[TEXT BLOCK Boundary: Start]

# How Do You Combat Sugar Cravings?



## Happypaphy7 (Oct 1, 2017)

That is, if possible. lol

I love sweets and have lots of them. 
I feel bad for my teeth and health, and would go without any for a few days before giving in. 

Not enough will power and possibly genetically predispositioned?


----------



## ehanes7612 (Oct 1, 2017)

I had a problem with sugar until I went to Hawaii and got sick form eating too much fruit and sugar ...several times....I havent had sugar in a week and have had absolutely no craving..which has never happened with me..I hate to say it but getting sick and feeling intense colon pain changed my perception and my will power. 

For the past six months my sense of smell was odd ..it was like the air had like a sweet putrid smell. That's gone now. 

We are all genetically predisposed to sugar cravings, it's just that the availibility of sugar all year round is not something we have evolved to overcome. 

All I can say is try to slowly lower your intake each week..going cold turkey and trying to resist the urges when they are there will probably result in failure. Also, looking at your meal intake may be a good idea. Sugar cravings are sometimes caused by a lack of something or an imbalance. Of course, you cant dismiss the psychological connection to sugar..for me, it gave me a sense of power, especially when I ate chocolate.


----------



## xiphius (Oct 1, 2017)

I started by giving up soda. Soda used to be my primary source of sugar and I drank way too much of it. It was a bit hard at first and took conscious effort, but after a few weeks, it became a lot easier.

After that, I started to notice that things tasted inherently sweeter and that I didn't have to put as much sugar on things to taste the same level of sweetness. I actually have problems ordering things at places like Starbucks anymore because things there just taste so overly sweet to me now.

I think with the prevalence of sugar crammed into modern drinks, our taste buds kinda become numb to it. If you cut back for a while, they will "reset" and then you just have to be careful not to overload them again .


----------



## abax (Oct 1, 2017)

Don't snack! Eat regular meals and don't eat anything
between meals.


----------



## NYEric (Oct 2, 2017)

I cut down on sweet drinks by diluting juice with seltzer.


----------



## orcoholic (Oct 2, 2017)

When I crave, I have some 70% cocoa dark chocolate. Low sugar and carbs, but still satisfies the jonesing. If you can stand higher cocoa levels, there is even less sugar.

It's not just sugar that causes the cravings. Carbs convert to sugar. Read up on Type 2 diabetes to see which are worst.


----------



## cnycharles (Oct 3, 2017)

[TEXT BLOCK Boundary: End]
[MATERIAL SUPPLIED Boundary: Start]

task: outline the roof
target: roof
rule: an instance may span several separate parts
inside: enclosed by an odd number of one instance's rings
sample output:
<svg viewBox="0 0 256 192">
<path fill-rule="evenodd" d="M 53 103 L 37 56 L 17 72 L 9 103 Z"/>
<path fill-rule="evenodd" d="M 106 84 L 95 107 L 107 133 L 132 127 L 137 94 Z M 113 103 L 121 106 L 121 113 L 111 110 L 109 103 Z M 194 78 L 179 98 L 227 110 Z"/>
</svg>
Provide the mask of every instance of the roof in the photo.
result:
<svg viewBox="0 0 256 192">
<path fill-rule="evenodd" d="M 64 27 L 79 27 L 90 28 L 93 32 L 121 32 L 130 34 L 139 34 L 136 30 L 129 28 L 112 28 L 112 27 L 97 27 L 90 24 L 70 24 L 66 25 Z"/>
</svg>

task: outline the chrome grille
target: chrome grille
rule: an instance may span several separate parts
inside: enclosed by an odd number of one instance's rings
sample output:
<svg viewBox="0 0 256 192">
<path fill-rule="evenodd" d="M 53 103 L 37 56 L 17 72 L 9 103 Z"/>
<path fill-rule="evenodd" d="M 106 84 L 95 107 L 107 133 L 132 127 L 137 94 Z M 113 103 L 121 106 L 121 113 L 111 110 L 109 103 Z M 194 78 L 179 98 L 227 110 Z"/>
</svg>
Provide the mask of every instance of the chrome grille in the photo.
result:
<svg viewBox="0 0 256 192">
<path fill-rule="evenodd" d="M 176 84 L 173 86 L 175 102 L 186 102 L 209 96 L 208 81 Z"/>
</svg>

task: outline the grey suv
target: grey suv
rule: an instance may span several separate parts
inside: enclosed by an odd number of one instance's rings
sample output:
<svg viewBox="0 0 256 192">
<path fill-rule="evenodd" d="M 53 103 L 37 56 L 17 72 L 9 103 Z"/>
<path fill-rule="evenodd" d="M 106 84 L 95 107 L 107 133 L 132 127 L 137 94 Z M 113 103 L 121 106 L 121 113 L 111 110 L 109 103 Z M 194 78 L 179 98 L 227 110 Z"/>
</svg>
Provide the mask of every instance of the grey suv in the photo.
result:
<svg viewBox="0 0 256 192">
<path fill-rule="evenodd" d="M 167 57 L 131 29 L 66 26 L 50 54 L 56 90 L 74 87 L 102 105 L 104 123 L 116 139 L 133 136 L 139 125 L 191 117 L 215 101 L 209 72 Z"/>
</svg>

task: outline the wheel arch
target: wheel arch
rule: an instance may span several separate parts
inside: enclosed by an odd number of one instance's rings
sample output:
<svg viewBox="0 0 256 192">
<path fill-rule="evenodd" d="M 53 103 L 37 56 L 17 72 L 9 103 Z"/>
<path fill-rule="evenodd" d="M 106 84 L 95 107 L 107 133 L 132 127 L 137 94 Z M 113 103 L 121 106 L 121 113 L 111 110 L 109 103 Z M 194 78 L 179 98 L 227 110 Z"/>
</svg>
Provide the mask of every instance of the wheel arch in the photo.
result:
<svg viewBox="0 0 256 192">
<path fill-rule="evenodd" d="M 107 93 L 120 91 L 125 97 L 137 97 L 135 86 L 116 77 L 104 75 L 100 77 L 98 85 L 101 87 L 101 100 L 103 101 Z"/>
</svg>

[MATERIAL SUPPLIED Boundary: End]

## QUESTIONS TO ANSWER
- 1) In the sugar cravings thread, what did NYEric do to cut down on sweet drinks?
- 2) Extend the sugar cravings thread, picking up right after its last line.
These lines have nothing to do with the sugar cravings thread.

## WRITTEN ANSWERS
- 1) NYEric diluted juice with seltzer.

- 2)
You have to be careful with some artificial sweeteners. though they have less calories per serving, some actually increase hunger and cravings so you end up gaining. There are various things that do make you crave fat or starch, sugars. 

There are genes that tend to predispose people towards certain foods. One of the reports I received from that chromosome mapping company 23 and Me was whether or not I had known genes likely to induce salt or sugar cravings. Mine said I was more likely to lean towards salty than sugary (which is true). Normal sweetness is fine, but piles of most sugar make me gag. My father though would eat a five pound bag of rock candy etc if you let him


Sent from my iPhone using Tapatalk


----------



## TyroneGenade (Oct 3, 2017)

I second Xiphius: give up soda. Easiest thing. Then stop taking sugar with coffee, tea etc... That is 3 lb gone per cup of coffee if all you do is cut out sugar from coffee.

Simplest starch to avoid: bread.

If you have to snack: nuts or jerky. My favorite lunch: apples with peanut butter. Your co-workers will look at you like you are mad but you will lose weight as they continue to balloon out. 

Best way to avoid snacking and cravings: work without breaks and make sure you have no cash in your wallet for the vending machine (this is my undoing come 3 pm). 

You don't need to cut sugar out completely (you need to ingest some sugar to keep your metabolism going) and can enjoy significant health benefits by simply reducing it.


----------



## ehanes7612 (Oct 3, 2017)

sound advice, soda is the worst...I gave that up 20 years ago
as far as coffee...coffee should be enjoyed in the black..adding anything to it is sacreligious 
but I drink only the best coffee ..currently a 100 % Kona blend I have special ordered from the Big Island
there are so many options out there that open up when you rid yourself of excess sugar and fat...and your taste buds can start enjoying so much more subtleties
humans were not meant to eat sugar as a meal


----------



## Happypaphy7 (Oct 4, 2017)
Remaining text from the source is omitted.